= Short task =
Reproduce everything from the line containing "Indicate a point on each instance of the airport" down to the end of the records below, both ends included, without altering any character.

== Entries

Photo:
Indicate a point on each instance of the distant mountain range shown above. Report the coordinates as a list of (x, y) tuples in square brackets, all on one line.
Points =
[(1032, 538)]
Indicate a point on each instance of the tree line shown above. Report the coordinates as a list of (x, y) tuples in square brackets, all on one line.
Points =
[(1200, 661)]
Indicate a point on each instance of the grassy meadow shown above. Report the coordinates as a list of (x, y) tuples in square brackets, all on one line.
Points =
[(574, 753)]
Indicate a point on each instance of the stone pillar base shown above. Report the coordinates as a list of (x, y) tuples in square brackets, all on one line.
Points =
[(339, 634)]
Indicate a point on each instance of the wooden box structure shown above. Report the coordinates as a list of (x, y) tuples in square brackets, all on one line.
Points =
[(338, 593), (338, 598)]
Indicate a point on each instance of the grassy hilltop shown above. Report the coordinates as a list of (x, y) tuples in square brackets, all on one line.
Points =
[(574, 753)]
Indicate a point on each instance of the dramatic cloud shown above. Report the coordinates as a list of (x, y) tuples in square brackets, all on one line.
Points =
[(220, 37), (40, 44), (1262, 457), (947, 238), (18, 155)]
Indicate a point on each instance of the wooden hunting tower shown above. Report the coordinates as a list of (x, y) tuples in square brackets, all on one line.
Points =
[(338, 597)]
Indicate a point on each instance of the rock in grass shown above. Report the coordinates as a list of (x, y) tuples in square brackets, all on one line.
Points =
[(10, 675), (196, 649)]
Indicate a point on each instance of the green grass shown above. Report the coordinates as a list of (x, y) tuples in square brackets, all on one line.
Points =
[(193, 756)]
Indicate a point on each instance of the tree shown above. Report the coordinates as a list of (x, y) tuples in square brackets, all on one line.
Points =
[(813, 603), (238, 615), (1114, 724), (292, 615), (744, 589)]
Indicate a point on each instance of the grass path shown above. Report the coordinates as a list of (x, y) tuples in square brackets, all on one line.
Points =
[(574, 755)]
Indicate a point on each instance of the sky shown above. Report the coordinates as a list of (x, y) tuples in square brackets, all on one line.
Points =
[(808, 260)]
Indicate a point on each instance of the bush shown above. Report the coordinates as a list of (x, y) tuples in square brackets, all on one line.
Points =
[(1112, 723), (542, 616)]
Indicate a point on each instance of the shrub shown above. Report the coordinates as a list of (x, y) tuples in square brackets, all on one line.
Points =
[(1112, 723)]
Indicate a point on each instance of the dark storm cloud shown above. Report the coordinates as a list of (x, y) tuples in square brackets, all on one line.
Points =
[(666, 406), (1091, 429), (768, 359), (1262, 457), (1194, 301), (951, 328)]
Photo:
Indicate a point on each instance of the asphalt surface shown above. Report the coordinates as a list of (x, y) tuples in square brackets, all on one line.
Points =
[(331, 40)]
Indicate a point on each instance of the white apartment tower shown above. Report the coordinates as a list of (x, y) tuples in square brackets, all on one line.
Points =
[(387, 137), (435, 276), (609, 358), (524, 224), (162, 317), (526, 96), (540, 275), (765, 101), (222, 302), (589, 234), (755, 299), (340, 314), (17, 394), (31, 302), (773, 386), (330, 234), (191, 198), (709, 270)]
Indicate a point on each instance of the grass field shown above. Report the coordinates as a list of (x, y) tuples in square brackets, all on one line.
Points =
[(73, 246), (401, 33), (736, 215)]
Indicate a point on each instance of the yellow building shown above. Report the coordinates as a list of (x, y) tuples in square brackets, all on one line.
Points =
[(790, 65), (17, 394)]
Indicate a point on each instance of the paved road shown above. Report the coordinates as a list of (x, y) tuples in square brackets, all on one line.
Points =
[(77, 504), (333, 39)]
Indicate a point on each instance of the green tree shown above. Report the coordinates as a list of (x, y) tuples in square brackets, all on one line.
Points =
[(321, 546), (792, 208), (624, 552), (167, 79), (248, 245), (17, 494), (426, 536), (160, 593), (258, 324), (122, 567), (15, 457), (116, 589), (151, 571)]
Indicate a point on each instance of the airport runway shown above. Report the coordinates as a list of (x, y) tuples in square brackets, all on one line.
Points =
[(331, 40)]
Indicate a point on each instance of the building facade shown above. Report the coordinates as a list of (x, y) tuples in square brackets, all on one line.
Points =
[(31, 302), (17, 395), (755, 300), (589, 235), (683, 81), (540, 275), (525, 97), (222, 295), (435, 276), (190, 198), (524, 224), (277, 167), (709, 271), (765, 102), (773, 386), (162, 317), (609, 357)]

====

= Answer for the task =
Indicate a point on each instance of the airport runway shown above. Report the coordinates as a list of (x, y) tuples in square brackets, all on one line.
Points =
[(331, 40)]
Indicate a point on each instance of the building facade shown above. Report the coordinates as a list of (x, y) tuples in square brackets, all on one line.
Points =
[(31, 302), (17, 395), (755, 300), (589, 235), (683, 81), (540, 275), (525, 97), (222, 295), (435, 276), (190, 198), (524, 224), (277, 167), (709, 271), (765, 102), (773, 386), (162, 317), (609, 357)]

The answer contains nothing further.